Why use fuzzy logic for control ?

Controlling a system means that some characteristics of this system are monitored, and, depending on

the values of these characteristics, different controls are applied. An algorithm that transforms sensor

inputs into corresponding control values is called a control strategy. The previous chapters deal with the

traditional approach of control systems design that consists of the following:

• First, one tries to to describe the behaviour of the system in precise mathematical terms, i.e., one

comes up with the exact model of the system.

• Second, one tries to describe in precise terms what one wants to achieve. One wants the control

that is the best in the sense of some criterion.

• Now that the controlled system is described in precise mathematical terms, and the objective

function is described in the same manner, it can be determined for each control strategy and for

each initial state how exactly the system will change and what the resulting value of the control will

be. The main goal is then to find the control strategy for which the resulting value of the objective

function is the largest possible one. This is a well-defined mathematical optimisation problem, and

traditional control theory has developed many methods for solving this problem and designing the

corresponding control strategies.

Traditional control theory has many important applications. There are, however, practical cases when

this theory is not applicable. Indeed, to apply the traditional control theory, one must

• know the model of the controlled system,

• know the objective function formulated in precise terms, and

• be able to solve the corresponding mathematical design problem.

(STORED RECORDS):

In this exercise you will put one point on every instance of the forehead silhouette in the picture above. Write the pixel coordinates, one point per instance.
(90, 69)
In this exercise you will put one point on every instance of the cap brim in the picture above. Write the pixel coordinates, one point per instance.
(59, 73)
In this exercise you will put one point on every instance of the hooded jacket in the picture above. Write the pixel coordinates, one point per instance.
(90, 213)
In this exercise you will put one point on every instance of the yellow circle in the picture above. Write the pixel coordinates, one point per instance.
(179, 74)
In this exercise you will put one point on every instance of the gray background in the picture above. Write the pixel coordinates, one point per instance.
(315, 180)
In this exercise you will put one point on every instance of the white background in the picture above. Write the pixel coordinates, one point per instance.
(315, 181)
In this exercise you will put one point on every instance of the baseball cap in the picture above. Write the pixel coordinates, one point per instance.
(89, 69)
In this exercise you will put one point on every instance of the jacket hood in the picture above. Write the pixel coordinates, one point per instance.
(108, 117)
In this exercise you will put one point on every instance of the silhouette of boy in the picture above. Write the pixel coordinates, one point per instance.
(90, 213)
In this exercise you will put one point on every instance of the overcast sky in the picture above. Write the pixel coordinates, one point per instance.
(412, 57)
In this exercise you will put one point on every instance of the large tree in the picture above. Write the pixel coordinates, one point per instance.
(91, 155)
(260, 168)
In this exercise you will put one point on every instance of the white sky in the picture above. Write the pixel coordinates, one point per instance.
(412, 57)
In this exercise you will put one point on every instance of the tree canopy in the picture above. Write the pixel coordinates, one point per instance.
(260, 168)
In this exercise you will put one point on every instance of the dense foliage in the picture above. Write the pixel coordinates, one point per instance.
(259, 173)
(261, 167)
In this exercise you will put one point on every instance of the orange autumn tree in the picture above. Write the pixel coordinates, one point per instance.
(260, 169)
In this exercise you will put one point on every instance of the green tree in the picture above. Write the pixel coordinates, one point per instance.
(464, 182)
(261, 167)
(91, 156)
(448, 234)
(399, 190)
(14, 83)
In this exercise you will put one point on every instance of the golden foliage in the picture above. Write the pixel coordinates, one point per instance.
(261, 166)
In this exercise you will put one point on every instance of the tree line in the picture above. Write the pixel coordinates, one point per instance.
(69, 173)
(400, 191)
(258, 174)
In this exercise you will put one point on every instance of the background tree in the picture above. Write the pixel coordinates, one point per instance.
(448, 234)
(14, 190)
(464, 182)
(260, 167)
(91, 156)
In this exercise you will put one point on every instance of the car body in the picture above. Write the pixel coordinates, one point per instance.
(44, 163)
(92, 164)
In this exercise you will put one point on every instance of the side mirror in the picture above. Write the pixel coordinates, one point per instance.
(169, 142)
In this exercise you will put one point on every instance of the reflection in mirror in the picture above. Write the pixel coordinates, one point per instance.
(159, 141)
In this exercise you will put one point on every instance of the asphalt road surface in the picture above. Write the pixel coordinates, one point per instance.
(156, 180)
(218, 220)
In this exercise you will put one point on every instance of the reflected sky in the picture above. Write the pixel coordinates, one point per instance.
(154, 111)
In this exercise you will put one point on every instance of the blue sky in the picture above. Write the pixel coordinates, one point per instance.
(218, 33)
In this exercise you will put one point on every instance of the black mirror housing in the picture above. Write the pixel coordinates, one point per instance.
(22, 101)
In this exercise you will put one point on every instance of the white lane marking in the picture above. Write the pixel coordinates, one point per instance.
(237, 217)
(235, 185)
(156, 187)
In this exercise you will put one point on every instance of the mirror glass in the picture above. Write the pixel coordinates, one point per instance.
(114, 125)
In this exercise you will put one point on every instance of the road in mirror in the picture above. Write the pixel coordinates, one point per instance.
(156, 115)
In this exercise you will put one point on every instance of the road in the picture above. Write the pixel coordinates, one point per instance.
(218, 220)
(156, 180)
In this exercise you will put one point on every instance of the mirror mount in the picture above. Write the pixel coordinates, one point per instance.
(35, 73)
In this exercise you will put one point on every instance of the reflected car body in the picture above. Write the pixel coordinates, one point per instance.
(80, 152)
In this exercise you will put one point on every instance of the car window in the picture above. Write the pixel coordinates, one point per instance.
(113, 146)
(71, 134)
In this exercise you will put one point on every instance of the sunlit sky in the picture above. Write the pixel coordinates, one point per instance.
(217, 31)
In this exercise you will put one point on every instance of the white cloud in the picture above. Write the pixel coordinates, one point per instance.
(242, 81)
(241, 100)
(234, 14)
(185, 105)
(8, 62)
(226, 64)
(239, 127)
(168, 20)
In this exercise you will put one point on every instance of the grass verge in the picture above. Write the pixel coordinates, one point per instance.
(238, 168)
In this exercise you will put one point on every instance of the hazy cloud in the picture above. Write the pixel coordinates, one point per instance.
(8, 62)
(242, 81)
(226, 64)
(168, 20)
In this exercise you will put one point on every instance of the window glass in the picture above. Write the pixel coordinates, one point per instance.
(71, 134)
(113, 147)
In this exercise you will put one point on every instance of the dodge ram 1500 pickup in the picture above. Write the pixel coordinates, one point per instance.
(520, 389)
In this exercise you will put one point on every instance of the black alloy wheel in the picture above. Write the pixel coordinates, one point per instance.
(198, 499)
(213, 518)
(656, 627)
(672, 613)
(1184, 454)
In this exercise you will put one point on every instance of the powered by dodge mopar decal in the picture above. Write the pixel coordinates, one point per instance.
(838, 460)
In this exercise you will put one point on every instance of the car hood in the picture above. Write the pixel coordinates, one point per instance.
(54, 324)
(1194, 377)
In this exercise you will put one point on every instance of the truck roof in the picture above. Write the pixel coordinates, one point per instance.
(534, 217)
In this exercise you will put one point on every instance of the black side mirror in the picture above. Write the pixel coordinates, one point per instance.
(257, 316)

(PARTS OF THE EXERCISE):
(1) Answer these questions about the text on fuzzy logic for control:
(a) What is an algorithm that transforms sensor inputs into corresponding control values called?
(b) In the second step of the traditional approach, in what sense does one want the control to be the best?
(c) What three things must one be able to do in order to apply traditional control theory?
(2) Carry on the text on fuzzy logic for control, starting after its last sentence.
The data shown here was taken from a different source than the text.

(ANSWERS TO EACH TASK):
(1)
(a) A control strategy.
(b) In the sense of some criterion.
(c) One must know the model of the controlled system, know the objective function formulated in precise terms, and be able to solve the corresponding mathematical design problem.

(2)
If one of these conditions is not satisfied, then traditional control methodology is not applicable, as in

the following cases:

• Sometimes, the model and the objective function is known, but the design problem cannot be

solved. This is when the design problem is very complicated, time consuming or when the problem

is new and algorithms for solving it have not yet been developed. For example, parking a car is an

example of a problem that traditional control theory has not considered until recently.

• Sometimes, the model is known, but the objective function is unknown. For example, if a control

system for a vehicle is designed, the intended goal is to make the ride most comfortable, but there

is no well-accepted formalism of what comfortable means.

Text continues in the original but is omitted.